__What this task involves__:
Format all of the items below as a numbered list, omitting any blank lines.

__Records__:
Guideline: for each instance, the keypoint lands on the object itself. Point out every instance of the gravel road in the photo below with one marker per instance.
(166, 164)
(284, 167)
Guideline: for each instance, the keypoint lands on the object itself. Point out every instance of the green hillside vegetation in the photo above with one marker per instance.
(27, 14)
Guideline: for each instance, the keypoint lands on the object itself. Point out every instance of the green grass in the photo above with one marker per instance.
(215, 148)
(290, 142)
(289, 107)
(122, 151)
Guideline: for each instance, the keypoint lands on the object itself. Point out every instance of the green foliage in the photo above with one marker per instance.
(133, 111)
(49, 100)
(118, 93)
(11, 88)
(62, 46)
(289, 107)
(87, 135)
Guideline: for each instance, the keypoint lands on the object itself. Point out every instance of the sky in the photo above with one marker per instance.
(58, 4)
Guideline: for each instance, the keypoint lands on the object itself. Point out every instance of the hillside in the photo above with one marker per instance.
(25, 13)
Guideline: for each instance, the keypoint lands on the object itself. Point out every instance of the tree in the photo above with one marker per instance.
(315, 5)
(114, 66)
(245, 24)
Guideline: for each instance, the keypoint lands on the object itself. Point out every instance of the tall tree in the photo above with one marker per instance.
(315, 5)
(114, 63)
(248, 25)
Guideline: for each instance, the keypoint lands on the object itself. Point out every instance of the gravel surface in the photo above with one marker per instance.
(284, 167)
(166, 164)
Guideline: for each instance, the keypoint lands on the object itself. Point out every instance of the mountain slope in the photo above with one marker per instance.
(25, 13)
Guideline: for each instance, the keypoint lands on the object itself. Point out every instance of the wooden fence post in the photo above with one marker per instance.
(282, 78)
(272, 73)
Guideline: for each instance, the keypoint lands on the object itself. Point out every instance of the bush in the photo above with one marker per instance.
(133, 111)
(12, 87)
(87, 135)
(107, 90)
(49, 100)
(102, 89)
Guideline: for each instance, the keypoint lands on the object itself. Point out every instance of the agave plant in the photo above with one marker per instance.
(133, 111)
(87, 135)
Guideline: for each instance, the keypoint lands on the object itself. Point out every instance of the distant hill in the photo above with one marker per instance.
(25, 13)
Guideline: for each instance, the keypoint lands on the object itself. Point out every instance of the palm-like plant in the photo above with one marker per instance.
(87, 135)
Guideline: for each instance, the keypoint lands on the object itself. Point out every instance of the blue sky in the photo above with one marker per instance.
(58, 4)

__Response to the task__:
1. Guideline: for each instance, the keypoint lands on the object itself. Point out every instance of the gravel road in the photo below with one marker per instance.
2. (166, 164)
3. (284, 167)
4. Guideline: for each instance, the keypoint lands on the object itself. Point out every instance of the green hillside vegetation in the photo above with one marker per instance.
5. (27, 14)
6. Guideline: for each instance, the keypoint lands on the object itself. Point out every instance of the green grass in the photo above with one marker per instance.
7. (215, 148)
8. (290, 142)
9. (289, 107)
10. (122, 151)
11. Guideline: for each instance, the keypoint lands on the object itself. Point out every instance of the green foliage in the photo above with one marker per instance.
12. (133, 111)
13. (49, 100)
14. (118, 93)
15. (11, 88)
16. (62, 46)
17. (289, 107)
18. (87, 135)
19. Guideline: for each instance, the keypoint lands on the object itself. Point out every instance of the sky in the photo above with one marker per instance.
20. (58, 4)
21. Guideline: for each instance, the keypoint lands on the object itself. Point out every instance of the hillside in the photo above with one marker per instance.
22. (25, 13)
23. Guideline: for each instance, the keypoint lands on the object itself. Point out every instance of the tree in the photo above with one marker per instance.
24. (315, 5)
25. (114, 66)
26. (245, 24)
27. Guideline: for each instance, the keypoint lands on the object itself. Point out every instance of the tall tree in the photo above with one marker per instance.
28. (315, 5)
29. (114, 63)
30. (248, 25)
31. Guideline: for each instance, the keypoint lands on the object itself. Point out every instance of the gravel surface in the photo above with one marker per instance.
32. (284, 167)
33. (166, 164)
34. Guideline: for each instance, the keypoint lands on the object itself. Point out every instance of the mountain slope in the photo above with one marker per instance.
35. (25, 13)
36. Guideline: for each instance, the keypoint lands on the object itself. Point out every instance of the wooden fence post in the photo above with one marker per instance.
37. (282, 78)
38. (272, 73)
39. Guideline: for each instance, the keypoint lands on the object itself. Point out every instance of the bush in the photo above with one marker per instance.
40. (133, 111)
41. (12, 87)
42. (87, 135)
43. (107, 90)
44. (49, 100)
45. (102, 89)
46. Guideline: for each instance, the keypoint lands on the object itself. Point out every instance of the agave plant in the photo above with one marker per instance.
47. (133, 111)
48. (87, 135)
49. Guideline: for each instance, the keypoint lands on the object itself. Point out every instance of the distant hill in the photo above with one marker per instance.
50. (25, 13)
51. Guideline: for each instance, the keypoint lands on the object itself. Point out every instance of the palm-like plant in the photo above with one marker per instance.
52. (87, 135)
53. Guideline: for each instance, the keypoint lands on the object itself. Point out every instance of the blue sky in the photo above with one marker per instance.
54. (58, 4)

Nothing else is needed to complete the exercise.